Will you transcribe the entries that follow, exactly and in full?

[Start of Records to use]

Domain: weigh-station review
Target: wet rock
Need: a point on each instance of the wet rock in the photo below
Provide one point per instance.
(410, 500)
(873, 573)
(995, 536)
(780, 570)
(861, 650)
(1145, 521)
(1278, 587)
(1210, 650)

[End of Records to use]

_Finished exercise_
Domain: weigh-station review
Target: wet rock
Need: a point on each instance of the wet rock in the photo below
Provide one point per instance.
(410, 500)
(873, 573)
(995, 536)
(780, 570)
(861, 650)
(1145, 521)
(1278, 587)
(1210, 650)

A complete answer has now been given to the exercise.